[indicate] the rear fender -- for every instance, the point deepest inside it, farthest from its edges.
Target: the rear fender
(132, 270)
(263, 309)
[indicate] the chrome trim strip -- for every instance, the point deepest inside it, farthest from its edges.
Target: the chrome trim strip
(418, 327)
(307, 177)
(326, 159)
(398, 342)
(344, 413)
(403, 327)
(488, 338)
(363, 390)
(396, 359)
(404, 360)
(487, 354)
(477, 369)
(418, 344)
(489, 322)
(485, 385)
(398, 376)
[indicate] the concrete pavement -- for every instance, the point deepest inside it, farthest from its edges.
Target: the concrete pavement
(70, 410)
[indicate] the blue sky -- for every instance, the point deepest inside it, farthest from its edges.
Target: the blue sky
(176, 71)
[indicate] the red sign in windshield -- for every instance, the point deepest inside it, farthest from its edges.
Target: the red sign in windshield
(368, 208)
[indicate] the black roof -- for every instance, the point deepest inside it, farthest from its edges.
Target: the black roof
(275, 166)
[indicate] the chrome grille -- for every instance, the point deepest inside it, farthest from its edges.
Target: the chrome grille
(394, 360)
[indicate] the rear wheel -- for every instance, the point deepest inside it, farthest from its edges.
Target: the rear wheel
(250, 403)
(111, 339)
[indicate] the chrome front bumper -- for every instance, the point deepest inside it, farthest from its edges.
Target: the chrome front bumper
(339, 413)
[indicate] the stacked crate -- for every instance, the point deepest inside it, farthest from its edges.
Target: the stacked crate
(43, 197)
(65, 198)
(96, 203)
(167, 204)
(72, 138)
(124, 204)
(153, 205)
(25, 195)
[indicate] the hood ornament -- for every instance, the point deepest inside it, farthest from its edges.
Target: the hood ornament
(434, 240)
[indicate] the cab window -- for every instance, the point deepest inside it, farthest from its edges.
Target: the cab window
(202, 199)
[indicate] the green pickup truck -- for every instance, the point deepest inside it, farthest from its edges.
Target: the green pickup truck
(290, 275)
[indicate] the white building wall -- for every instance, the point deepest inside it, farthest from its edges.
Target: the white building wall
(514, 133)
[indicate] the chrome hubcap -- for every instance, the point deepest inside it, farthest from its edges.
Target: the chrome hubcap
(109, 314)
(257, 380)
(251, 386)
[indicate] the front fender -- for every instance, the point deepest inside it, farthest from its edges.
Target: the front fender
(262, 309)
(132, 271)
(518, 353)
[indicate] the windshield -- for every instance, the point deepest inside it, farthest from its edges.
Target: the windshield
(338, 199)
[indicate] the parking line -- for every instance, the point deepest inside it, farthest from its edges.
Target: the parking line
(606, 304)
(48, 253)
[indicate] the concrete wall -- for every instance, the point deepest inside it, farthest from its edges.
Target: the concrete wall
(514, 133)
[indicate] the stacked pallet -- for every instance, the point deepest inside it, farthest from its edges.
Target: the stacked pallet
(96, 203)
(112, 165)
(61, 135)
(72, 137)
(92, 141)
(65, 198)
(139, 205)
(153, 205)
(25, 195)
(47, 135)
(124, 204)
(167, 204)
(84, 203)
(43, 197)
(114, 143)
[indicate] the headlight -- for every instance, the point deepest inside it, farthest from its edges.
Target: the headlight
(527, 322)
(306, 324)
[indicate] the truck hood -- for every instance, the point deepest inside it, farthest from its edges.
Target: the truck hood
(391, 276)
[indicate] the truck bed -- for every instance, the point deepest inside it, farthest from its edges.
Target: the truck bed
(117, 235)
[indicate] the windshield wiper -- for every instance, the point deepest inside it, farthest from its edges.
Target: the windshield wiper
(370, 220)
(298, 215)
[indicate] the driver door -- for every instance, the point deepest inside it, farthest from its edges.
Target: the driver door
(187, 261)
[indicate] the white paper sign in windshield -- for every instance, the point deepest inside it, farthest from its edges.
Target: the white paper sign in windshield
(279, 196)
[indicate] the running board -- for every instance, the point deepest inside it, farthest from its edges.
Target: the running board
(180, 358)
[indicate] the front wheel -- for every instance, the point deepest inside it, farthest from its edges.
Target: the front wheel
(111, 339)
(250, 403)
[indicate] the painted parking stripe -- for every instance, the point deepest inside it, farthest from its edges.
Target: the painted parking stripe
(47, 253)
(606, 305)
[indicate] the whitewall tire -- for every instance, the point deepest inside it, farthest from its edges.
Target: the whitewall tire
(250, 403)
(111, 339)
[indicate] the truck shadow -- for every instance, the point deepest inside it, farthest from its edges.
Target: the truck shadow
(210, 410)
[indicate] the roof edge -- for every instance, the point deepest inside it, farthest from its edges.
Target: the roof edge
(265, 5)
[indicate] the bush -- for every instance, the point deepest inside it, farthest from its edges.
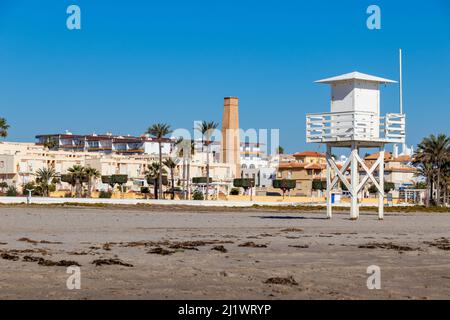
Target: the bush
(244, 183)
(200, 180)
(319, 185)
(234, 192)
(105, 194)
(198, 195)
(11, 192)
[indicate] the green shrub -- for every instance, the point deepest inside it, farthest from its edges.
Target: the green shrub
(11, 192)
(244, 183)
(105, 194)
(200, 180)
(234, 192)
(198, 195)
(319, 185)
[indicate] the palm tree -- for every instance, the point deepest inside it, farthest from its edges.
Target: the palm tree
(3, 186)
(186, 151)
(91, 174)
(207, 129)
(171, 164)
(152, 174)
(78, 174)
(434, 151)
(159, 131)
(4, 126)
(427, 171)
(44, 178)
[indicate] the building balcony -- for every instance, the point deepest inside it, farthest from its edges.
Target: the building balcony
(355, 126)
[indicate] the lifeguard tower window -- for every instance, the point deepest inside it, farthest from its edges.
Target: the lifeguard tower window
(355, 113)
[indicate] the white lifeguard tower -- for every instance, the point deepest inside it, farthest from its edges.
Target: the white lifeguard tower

□ □ □ □ □ □ □

[EXERCISE DESCRIPTION] Please output each line above exactly and omit all images.

[RESPONSE]
[indicate] the rear fender -- for every instance, the point deepest inside it, farthest from its edges.
Target: the rear fender
(132, 270)
(263, 309)
[indicate] the chrome trim strip -- for every instance, the point deepest inside it, farthest from its edges.
Target: the chrome trim strip
(418, 327)
(307, 177)
(326, 159)
(398, 342)
(344, 413)
(403, 327)
(488, 338)
(363, 390)
(396, 359)
(404, 360)
(487, 354)
(477, 369)
(418, 344)
(489, 322)
(485, 385)
(398, 376)
[indicate] the concrete pavement -- for every instance, the point deepest inside it, farthest from its edges.
Target: the concrete pavement
(70, 410)
[indicate] the blue sky -- for every instance, the point deepest inside it, farthest from its edges.
Target: the blue sky
(176, 71)
[indicate] the red sign in windshield -- for every instance, the point deepest inside it, farthest from its edges.
Target: the red sign in windshield
(368, 208)
[indicate] the black roof -- for every instance, the point deepest inside it, farthest from its edges.
Target: the black roof
(275, 166)
[indicate] the chrome grille -- for every instance, the point deepest inside it, farthest from its edges.
Target: the chrome grille
(394, 360)
[indicate] the rear wheel -- for every instance, the point deepest inside it, farthest from its edges.
Target: the rear wheel
(250, 403)
(111, 339)
[indicate] the chrome front bumper -- for every instance, the point deepest inside it, farthest from its edges.
Target: the chrome front bumper
(339, 413)
[indicate] the stacked crate -- for every instance, the point deepest inside it, farthest from its edges.
Target: the stacked crate
(43, 197)
(65, 198)
(96, 203)
(167, 204)
(72, 138)
(124, 204)
(153, 205)
(25, 195)
[indicate] the hood ornament -- for every instance, the point deepest inside it, farthest from its edges.
Target: the hood ornament
(434, 240)
[indicate] the cab window -- for every instance, the point deepest inside it, farthest from its edges.
Target: the cab window
(202, 199)
[indicate] the green pickup truck -- for every instance, the point deepest inside it, farthest from its edges.
Target: the green pickup truck
(290, 275)
[indicate] the white building wall -- for every instance, the point deepest inside it, farthest from its edges.
Target: the white building wall
(514, 133)
[indicate] the chrome hubcap -- for every instance, the point deepest inside it, farthest from its edges.
Target: the chrome hubcap
(109, 314)
(257, 380)
(251, 386)
[indicate] the front fender -- for every instance, the point deepest inside it, farthest from its edges.
Target: the front fender
(262, 309)
(132, 271)
(518, 353)
[indicate] the windshield -- for every instance, the point deepest inside it, farthest from its edges.
Target: the windshield
(338, 199)
[indicate] the parking line -- for every instance, the point deepest inside it, farthest from its edges.
Target: the parking line
(606, 304)
(48, 253)
[indicate] the concrete wall -- for every instance, the point deepest inside it, farthest from its edges.
Target: the concrete wall
(514, 133)
[indicate] the stacked pallet -- for every instance, the point deepest inside it, farthest from its edges.
Target: the stacked pallet
(96, 203)
(112, 165)
(61, 135)
(72, 137)
(92, 141)
(65, 198)
(139, 205)
(153, 205)
(25, 195)
(47, 135)
(124, 204)
(167, 204)
(84, 203)
(43, 197)
(114, 143)
[indicate] the headlight -- for every instance, the point deepest inside it, farthest from its edges.
Target: the headlight
(527, 322)
(306, 324)
[indicate] the truck hood -- for every instance, the point deepest inside it, farthest from its edges.
Target: the truck hood
(391, 276)
[indicate] the truck bed -- for every instance, the point deepest inside it, farthest from its edges.
Target: the truck bed
(117, 235)
[indicate] the windshield wiper -- for every instance, the point deepest inside it, farthest from its edges.
Target: the windshield wiper
(370, 220)
(298, 215)
[indicate] the driver door -- for every instance, the point deepest inside it, farthest from its edges.
Target: the driver door
(187, 261)
[indicate] the white paper sign in windshield -- for every instance, the point deepest inside it, farthest from its edges.
Target: the white paper sign in windshield
(279, 196)
[indicate] the running board -- for every instance, the point deepest inside it, farthest from its edges.
Target: the running board
(180, 358)
[indicate] the front wheel -- for every instance, the point deepest inside it, farthest from its edges.
Target: the front wheel
(111, 339)
(250, 403)
[indicate] the painted parking stripe -- for every instance, the point deepest inside it, farthest from its edges.
Target: the painted parking stripe
(47, 253)
(606, 305)
[indicate] the whitewall tire -- for every instance, the point deepest inside it, farthest from its edges.
Target: the whitewall tire
(250, 403)
(111, 339)
[indicate] the truck shadow -- for every instance, the point deepest inside it, farthest from its edges.
Target: the truck shadow
(210, 410)
[indicate] the roof edge -- for every instance, the point deepest inside it, farthest from its edges.
Target: the roof edge
(265, 5)
[indicate] the bush -- for every instance, the point deepest inside it, farthest from its edges.
Target: the bush
(244, 183)
(200, 180)
(319, 185)
(234, 192)
(105, 194)
(198, 195)
(11, 192)
[indicate] the green shrub -- for every instance, the point deepest inside it, farthest from its edges.
Target: the green shrub
(11, 192)
(244, 183)
(105, 194)
(200, 180)
(234, 192)
(198, 195)
(319, 185)
[indicate] the palm tree -- for every instance, the point deepest inside it, farthest from its edges.
Target: the palm tree
(3, 186)
(186, 151)
(91, 174)
(207, 129)
(171, 164)
(152, 174)
(78, 174)
(434, 151)
(159, 131)
(4, 126)
(427, 171)
(44, 178)
[indicate] the building balcony -- for every instance, the point deepest inside it, farthest from its edges.
Target: the building balcony
(355, 126)
[indicate] the lifeguard tower window -- for every instance, the point deepest inside it, farthest from its edges.
Target: the lifeguard tower window
(355, 113)
[indicate] the white lifeguard tower -- for every instance, the point deepest inside it, farthest from its edges.
Target: the white lifeguard tower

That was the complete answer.